> [TASK]
Pull out every line of the records below and reproduce each one without any change.

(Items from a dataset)
# # # # # # #
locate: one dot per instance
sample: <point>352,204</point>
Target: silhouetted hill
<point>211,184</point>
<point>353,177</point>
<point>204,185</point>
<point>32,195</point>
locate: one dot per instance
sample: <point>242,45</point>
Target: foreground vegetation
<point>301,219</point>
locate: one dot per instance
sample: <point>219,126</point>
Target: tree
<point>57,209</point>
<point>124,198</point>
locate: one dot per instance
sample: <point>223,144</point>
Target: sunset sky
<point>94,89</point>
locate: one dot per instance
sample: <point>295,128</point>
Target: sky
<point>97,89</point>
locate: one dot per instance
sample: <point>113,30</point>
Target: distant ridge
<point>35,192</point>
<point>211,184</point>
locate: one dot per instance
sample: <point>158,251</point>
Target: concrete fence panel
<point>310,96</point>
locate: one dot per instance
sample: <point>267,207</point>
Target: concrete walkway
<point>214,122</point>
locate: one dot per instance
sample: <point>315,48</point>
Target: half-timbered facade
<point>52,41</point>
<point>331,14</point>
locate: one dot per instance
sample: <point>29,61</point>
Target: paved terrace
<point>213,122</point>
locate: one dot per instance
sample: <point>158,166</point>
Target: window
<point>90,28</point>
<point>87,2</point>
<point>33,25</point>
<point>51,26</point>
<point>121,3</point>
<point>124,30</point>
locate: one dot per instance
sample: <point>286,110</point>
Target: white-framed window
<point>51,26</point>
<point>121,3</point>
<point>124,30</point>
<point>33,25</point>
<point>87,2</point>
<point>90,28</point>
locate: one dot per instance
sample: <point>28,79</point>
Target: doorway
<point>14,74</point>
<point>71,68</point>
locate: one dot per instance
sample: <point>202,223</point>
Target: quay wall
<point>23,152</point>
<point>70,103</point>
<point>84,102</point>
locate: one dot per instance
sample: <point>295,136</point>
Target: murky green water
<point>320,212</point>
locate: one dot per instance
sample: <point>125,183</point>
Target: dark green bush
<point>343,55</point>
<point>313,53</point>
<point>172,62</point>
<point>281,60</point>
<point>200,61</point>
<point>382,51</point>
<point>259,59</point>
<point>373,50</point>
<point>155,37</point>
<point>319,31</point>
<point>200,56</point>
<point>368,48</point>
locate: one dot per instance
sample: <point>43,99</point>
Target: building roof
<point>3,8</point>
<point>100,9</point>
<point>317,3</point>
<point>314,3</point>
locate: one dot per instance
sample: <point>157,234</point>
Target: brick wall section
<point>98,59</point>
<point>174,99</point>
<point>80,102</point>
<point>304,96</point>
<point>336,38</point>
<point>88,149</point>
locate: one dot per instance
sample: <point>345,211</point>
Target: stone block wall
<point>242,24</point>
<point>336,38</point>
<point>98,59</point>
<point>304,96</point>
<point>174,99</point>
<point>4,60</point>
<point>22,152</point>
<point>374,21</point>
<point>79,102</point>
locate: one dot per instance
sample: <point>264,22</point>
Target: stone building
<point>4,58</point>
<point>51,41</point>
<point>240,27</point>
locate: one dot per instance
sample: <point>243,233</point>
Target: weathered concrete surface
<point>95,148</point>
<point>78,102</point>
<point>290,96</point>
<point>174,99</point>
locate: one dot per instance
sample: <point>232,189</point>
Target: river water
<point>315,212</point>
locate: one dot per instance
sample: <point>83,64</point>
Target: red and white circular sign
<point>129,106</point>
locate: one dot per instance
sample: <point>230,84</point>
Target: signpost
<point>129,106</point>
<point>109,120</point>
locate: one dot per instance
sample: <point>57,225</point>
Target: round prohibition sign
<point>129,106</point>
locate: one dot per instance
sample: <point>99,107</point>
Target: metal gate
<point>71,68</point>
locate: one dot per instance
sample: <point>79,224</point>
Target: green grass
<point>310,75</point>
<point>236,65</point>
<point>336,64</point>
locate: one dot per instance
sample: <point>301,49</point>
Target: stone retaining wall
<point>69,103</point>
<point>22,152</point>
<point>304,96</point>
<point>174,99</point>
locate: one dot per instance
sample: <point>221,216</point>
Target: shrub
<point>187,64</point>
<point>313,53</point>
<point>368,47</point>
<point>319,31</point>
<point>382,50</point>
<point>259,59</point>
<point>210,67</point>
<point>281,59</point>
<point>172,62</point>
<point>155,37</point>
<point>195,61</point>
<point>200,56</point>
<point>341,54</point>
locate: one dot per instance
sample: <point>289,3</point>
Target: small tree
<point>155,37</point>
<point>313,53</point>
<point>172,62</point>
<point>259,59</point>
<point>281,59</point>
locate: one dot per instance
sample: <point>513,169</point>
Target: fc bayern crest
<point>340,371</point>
# # # # # # #
> [THE OUTPUT]
locate: one dot per instance
sample: <point>352,204</point>
Target: silhouetted hill
<point>211,184</point>
<point>353,177</point>
<point>204,185</point>
<point>32,195</point>
locate: one dot per instance
sample: <point>242,45</point>
Target: foreground vegetation
<point>301,219</point>
locate: one dot per instance
sample: <point>219,126</point>
Target: tree
<point>57,209</point>
<point>124,198</point>
locate: one dot per instance
sample: <point>223,144</point>
Target: sunset sky
<point>94,89</point>
locate: one dot per instance
sample: <point>295,128</point>
Target: sky
<point>97,89</point>
locate: one dot per instance
sample: <point>113,30</point>
Target: distant ridge
<point>35,192</point>
<point>211,184</point>
locate: one dot per instance
sample: <point>158,251</point>
Target: concrete fence panel
<point>310,96</point>
locate: one dot per instance
sample: <point>267,207</point>
Target: concrete walkway
<point>214,122</point>
locate: one dot per instance
sample: <point>315,48</point>
Target: half-timbered facade
<point>52,41</point>
<point>331,14</point>
locate: one dot per instance
sample: <point>29,61</point>
Target: paved terrace
<point>213,122</point>
locate: one dot per instance
sample: <point>158,166</point>
Target: window
<point>90,28</point>
<point>87,2</point>
<point>33,25</point>
<point>51,26</point>
<point>121,3</point>
<point>124,30</point>
locate: one dot per instance
sample: <point>286,110</point>
Target: white-framed window
<point>51,26</point>
<point>121,3</point>
<point>124,30</point>
<point>33,25</point>
<point>87,2</point>
<point>90,28</point>
locate: one dot per instance
sample: <point>28,79</point>
Target: doorway
<point>14,74</point>
<point>71,68</point>
locate: one dot per instance
sample: <point>202,223</point>
Target: quay wall
<point>23,152</point>
<point>70,103</point>
<point>84,102</point>
locate: one dot per instance
sample: <point>295,136</point>
Target: murky green water
<point>320,212</point>
locate: one dot per instance
sample: <point>125,183</point>
Target: dark green bush
<point>343,55</point>
<point>313,53</point>
<point>172,62</point>
<point>281,60</point>
<point>200,61</point>
<point>382,51</point>
<point>259,59</point>
<point>373,50</point>
<point>155,37</point>
<point>319,31</point>
<point>200,56</point>
<point>368,48</point>
locate: one dot per instance
sample: <point>43,99</point>
Target: building roof
<point>3,8</point>
<point>100,9</point>
<point>317,3</point>
<point>314,3</point>
locate: one dot per instance
sample: <point>157,234</point>
Target: brick wall section
<point>98,59</point>
<point>174,99</point>
<point>80,102</point>
<point>304,96</point>
<point>336,38</point>
<point>88,149</point>
locate: one dot per instance
sample: <point>345,211</point>
Target: stone block wall
<point>242,24</point>
<point>336,38</point>
<point>98,59</point>
<point>304,96</point>
<point>174,99</point>
<point>4,60</point>
<point>22,152</point>
<point>374,21</point>
<point>79,102</point>
locate: one dot per instance
sample: <point>264,22</point>
Target: stone building
<point>4,58</point>
<point>51,41</point>
<point>240,27</point>
locate: one dot per instance
sample: <point>243,233</point>
Target: weathered concrete surface
<point>95,148</point>
<point>78,102</point>
<point>290,96</point>
<point>174,99</point>
locate: one dot per instance
sample: <point>232,189</point>
Target: river water
<point>315,212</point>
locate: one dot per instance
sample: <point>83,64</point>
Target: red and white circular sign
<point>129,106</point>
locate: one dot per instance
sample: <point>230,84</point>
Target: signpost
<point>129,106</point>
<point>109,120</point>
locate: one dot per instance
sample: <point>57,225</point>
Target: round prohibition sign
<point>129,106</point>
locate: one dot per instance
sample: <point>99,107</point>
Target: metal gate
<point>71,68</point>
locate: one dot per instance
sample: <point>79,224</point>
Target: green grass
<point>310,75</point>
<point>236,65</point>
<point>336,64</point>
locate: one dot per instance
sample: <point>301,49</point>
Target: stone retaining wall
<point>69,103</point>
<point>22,152</point>
<point>304,96</point>
<point>174,99</point>
locate: one dot per instance
sample: <point>221,216</point>
Target: shrub
<point>187,64</point>
<point>313,53</point>
<point>368,47</point>
<point>319,31</point>
<point>382,50</point>
<point>259,59</point>
<point>210,67</point>
<point>281,59</point>
<point>172,62</point>
<point>155,37</point>
<point>195,61</point>
<point>200,56</point>
<point>341,54</point>
locate: one dot per instance
sample: <point>289,3</point>
Target: small tree
<point>155,37</point>
<point>313,53</point>
<point>172,62</point>
<point>259,59</point>
<point>281,59</point>
locate: one dot per instance
sample: <point>513,169</point>
Target: fc bayern crest
<point>340,371</point>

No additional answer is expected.